## PASSAGE SHOWN
══════

Claude Batch API Tutorial: Process Thousands of Requests at 50% Cost

If you're running Claude at scale — classifying thousands of support tickets, enriching product catalogs, or generating summaries for a data pipeline — you've probably felt the pinch of API costs and rate limits. Sending requests one at a time isn't just expensive; it's slow.

That's exactly what the Claude Message Batches API was built for. It lets you submit up to 10,000 requests in a single batch, process them asynchronously, and pay 50% less than standard API pricing. No polling loops, no rate-limit juggling.

This tutorial walks you through everything: how batches work, when to use them, and production-ready code in Python and JavaScript.

What Is the Claude Message Batches API?

The Message Batches API is Anthropic's asynchronous processing endpoint. Instead of making thousands of individual POST /v1/messages calls, you:

Bundle up to 10,000 requests into a single batch payload

Submit the batch — Anthropic queues it and processes it within 24 hours (usually much faster)

Poll for completion or receive a webhook

Download the results as a JSONL file

The trade-off is latency: you won't get a result in milliseconds. But if you're running nightly ETL pipelines, weekly content enrichment jobs, or offline document processing, that trade-off is irrelevant — and the 50% cost reduction is very relevant.

Batch API vs. Synchronous API — At a Glance

Feature	Synchronous API	Batch API
Response time	Milliseconds	Up to 24 hours
Cost	Standard pricing	50% discount
Max requests per call	1	10,000
Use case	Real-time features	Offline / bulk jobs
Rate limit pressure	High	None during processing
Models supported	All Claude models	All Claude models

When to Use the Batch API

The Batch API is ideal when:

You don't need results immediately — nightly jobs, weekly reports, async enrichment
Volume is high — more than ~100 requests per run
Costs matter — 50% savings adds up fast at scale
Rate limits are a bottleneck — batches bypass standard rate limits

Common use cases:

Document classification — categorize 50,000 support tickets by topic
Bulk summarization — generate summaries for every article in a CMS
Data enrichment — extract structured fields from unstructured text at scale
Content generation — produce product descriptions for an entire catalog
Sentiment analysis — score thousands of customer reviews

If you need sub-second responses (chatbots, code completion, real-time Q&A), stick with the synchronous API.

══════

## DATA SHOWN
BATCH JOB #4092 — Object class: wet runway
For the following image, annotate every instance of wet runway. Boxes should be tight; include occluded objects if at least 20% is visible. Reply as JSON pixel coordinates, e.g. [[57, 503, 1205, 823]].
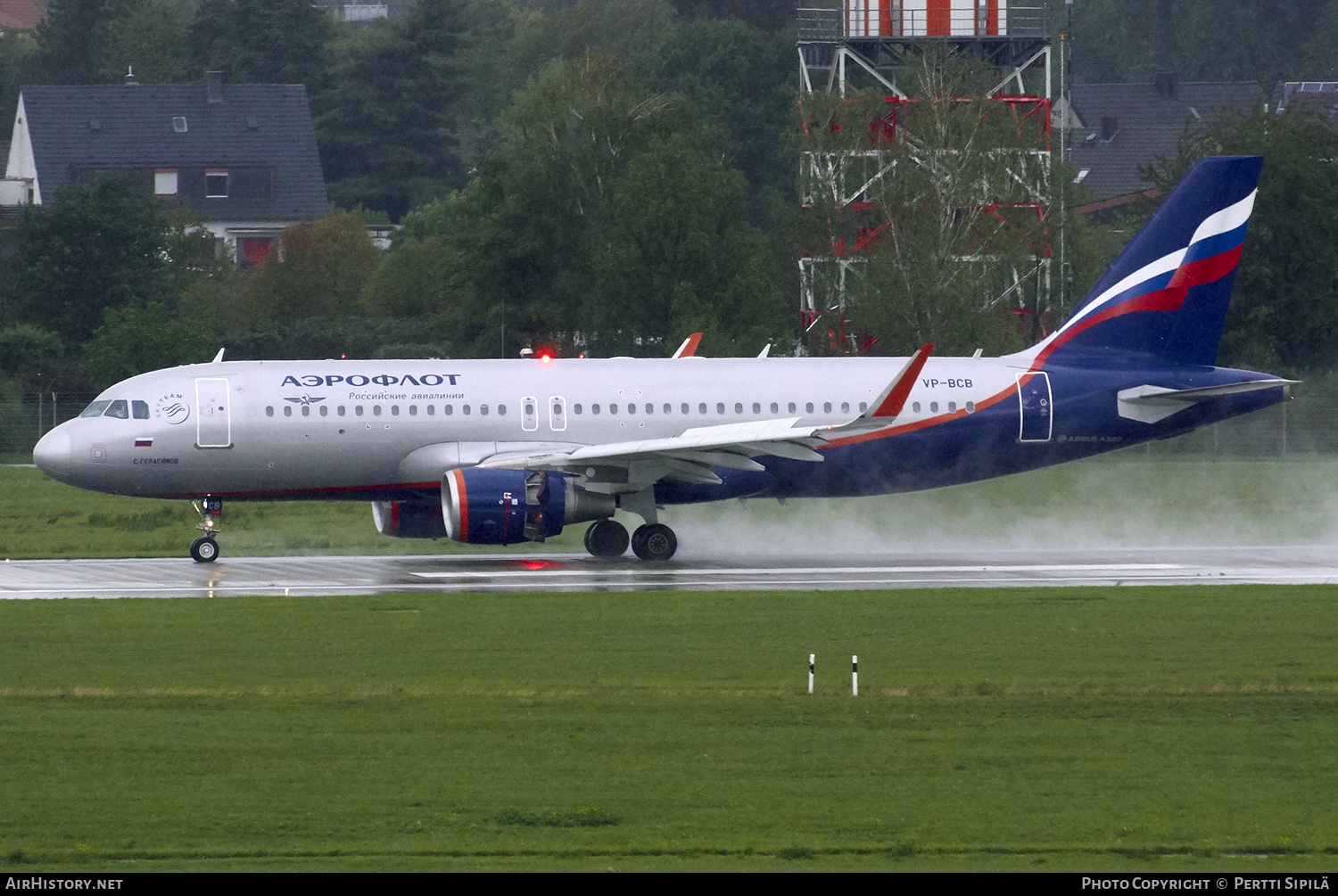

══════

## EXERCISE SET
[1] Using the Batch API tutorial, answer these:
(a) How much less than standard API pricing does a batch cost?
(b) In what file format are batch results downloaded?
(c) Above roughly how many requests per run does the tutorial call volume high?
[2] Please extend the Batch API tutorial past its final sentence, carrying on with the same topic and tone.

## EXPECTED RESULTS
[1]
(a) 50% less.
(b) JSONL.
(c) About 100 requests per run.

[2]
Setting Up: Prerequisites

You'll need:

An Anthropic API key (get one at console.anthropic.com)
Python 3.8+ or Node.js 18+
The Anthropic SDK

bash# Python
pip install anthropic

# JavaScript / Node.js
npm install @anthropic-ai/sdk

Set your API key as an environment variable:

bashexport ANTHROPIC_API_KEY="sk-ant-..."

Step 1: Create a Batch (Python)

Here's a complete Python example that submits a batch of 5 requests, polls for completion, and saves results.

pythonimport anthropic
import time
import json

client = anthropic.Anthropic()

# Define your batch of requests
# Each request needs a unique custom_id for matching results later
requests = [
    {
        "custom_id": "ticket-001",
        "params": {
            "model": "claude-sonnet-4-6",
            "max_tokens": 256,
            "messages": [
                {
                    "role": "user",
                    "content": "Classify this support ticket into one category (Billing, Technical, Account, Other): 'I can't log into my account after resetting my password.'"
                }
            ]
        }
    },
    {
        "custom_id": "ticket-002",
        "params": {
            "model": "claude-sonnet-4-6",
            "max_tokens": 256,
            "messages": [
                {
                    "role": "user",
                    "content": "Classify this support ticket into one category (Billing, Technical, Account, Other): 'I was charged twice for my subscription this month.'"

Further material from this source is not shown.